## START TASK DATA

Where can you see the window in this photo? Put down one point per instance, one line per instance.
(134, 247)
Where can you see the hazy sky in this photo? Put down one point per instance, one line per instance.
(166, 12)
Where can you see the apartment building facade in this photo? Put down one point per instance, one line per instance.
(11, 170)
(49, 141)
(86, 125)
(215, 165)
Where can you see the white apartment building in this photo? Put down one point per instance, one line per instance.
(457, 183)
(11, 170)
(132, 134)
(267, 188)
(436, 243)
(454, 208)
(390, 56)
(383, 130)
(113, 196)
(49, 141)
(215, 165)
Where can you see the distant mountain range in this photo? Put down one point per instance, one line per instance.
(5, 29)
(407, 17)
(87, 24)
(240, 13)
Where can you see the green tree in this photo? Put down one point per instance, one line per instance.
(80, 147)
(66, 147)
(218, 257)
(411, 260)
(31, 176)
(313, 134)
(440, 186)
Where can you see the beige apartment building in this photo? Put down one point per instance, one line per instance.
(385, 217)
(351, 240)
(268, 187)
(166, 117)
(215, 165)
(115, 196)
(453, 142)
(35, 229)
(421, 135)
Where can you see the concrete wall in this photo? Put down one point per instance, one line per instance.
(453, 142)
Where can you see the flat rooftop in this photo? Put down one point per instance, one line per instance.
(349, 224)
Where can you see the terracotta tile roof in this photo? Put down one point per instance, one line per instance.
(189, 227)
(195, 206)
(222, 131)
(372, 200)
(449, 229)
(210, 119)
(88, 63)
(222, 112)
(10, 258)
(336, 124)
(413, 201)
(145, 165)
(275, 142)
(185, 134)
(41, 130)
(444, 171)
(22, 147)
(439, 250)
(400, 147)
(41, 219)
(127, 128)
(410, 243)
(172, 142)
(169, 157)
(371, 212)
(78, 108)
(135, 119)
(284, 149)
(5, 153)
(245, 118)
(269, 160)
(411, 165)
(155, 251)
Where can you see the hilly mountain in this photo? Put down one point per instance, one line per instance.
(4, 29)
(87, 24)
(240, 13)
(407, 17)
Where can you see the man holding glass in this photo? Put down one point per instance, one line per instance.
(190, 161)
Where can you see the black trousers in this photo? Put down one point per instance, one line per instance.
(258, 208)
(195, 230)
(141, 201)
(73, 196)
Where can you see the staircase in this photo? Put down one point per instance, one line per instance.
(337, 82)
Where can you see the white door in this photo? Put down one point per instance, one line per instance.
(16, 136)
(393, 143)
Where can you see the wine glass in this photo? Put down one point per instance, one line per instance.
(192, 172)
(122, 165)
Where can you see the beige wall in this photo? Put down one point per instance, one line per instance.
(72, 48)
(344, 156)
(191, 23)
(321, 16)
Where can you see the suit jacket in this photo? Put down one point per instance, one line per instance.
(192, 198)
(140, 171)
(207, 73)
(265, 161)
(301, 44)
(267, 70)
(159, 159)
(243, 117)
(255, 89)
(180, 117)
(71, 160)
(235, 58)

## END TASK DATA

§ WHAT THE TASK ASKS:
Please restate the records in full, word for word.

§ TASK OUTPUT:
Where can you see the window in this photo? Put down one point per instance, one line per instance.
(134, 247)
Where can you see the hazy sky in this photo? Put down one point per instance, one line per instance.
(166, 12)
Where can you see the apartment building facade in this photo? Put down one point per instance, one line per instance.
(11, 170)
(49, 141)
(86, 125)
(215, 165)
Where can you see the white apartment building in this photo? Put down one point per instance, one line per instance.
(457, 183)
(11, 170)
(132, 134)
(267, 188)
(436, 243)
(454, 208)
(390, 56)
(383, 130)
(113, 196)
(49, 141)
(215, 165)
Where can you see the distant mountain range in this photo? Put down one point per instance, one line per instance.
(5, 29)
(407, 17)
(87, 24)
(240, 13)
Where can you see the green tree in this photo? Put down one point per instance, one line per instance.
(80, 147)
(66, 147)
(218, 257)
(411, 260)
(31, 176)
(313, 134)
(440, 186)
Where can you see the beige apartment building in this photo? Put down one point per instance, one line per instance.
(385, 217)
(351, 240)
(268, 187)
(166, 117)
(215, 165)
(115, 196)
(453, 142)
(35, 229)
(421, 135)
Where can you see the concrete wall in this photo? Put down one point per instance, one line per instance.
(453, 142)
Where can you see the flat rooftop in this photo? Put down one point per instance, one line per instance.
(349, 224)
Where can you see the terracotta tile roof in this photo? Put down one point per instance, one line per instance.
(189, 227)
(195, 206)
(222, 131)
(372, 200)
(449, 229)
(210, 119)
(88, 63)
(222, 112)
(10, 258)
(336, 124)
(413, 201)
(145, 165)
(275, 142)
(185, 134)
(41, 130)
(444, 171)
(22, 147)
(439, 250)
(400, 147)
(41, 219)
(127, 128)
(410, 243)
(172, 142)
(169, 157)
(371, 212)
(78, 108)
(135, 119)
(284, 149)
(5, 153)
(245, 118)
(269, 160)
(411, 165)
(155, 251)
Where can you see the hilly mountain in this photo? Put down one point per instance, one line per instance.
(4, 29)
(87, 24)
(240, 13)
(407, 17)
Where can you see the man holding glass in this photo? Put down one point per instance, one line per instance.
(190, 161)
Where can you see the black trousers in this photo? Put down one point per instance, one line per instance.
(258, 208)
(195, 230)
(141, 201)
(73, 196)
Where can you see the staircase in this photo? Put down one point per instance, one line per instance.
(337, 82)
Where can you see the white door in this photo? Put down one point per instance, one line per instance.
(16, 136)
(393, 143)
Where can you see the wine glass in this photo? Put down one point per instance, one line per instance.
(192, 172)
(122, 165)
Where can you see the beige wall in this photo? Put down one point per instance, one line per instance.
(72, 48)
(344, 156)
(191, 23)
(321, 16)
Where can you see the suit jacket in this photo? Put down one point per instance, one line per instance.
(192, 198)
(140, 171)
(207, 73)
(265, 161)
(301, 44)
(267, 70)
(159, 159)
(243, 117)
(255, 89)
(180, 117)
(71, 160)
(235, 58)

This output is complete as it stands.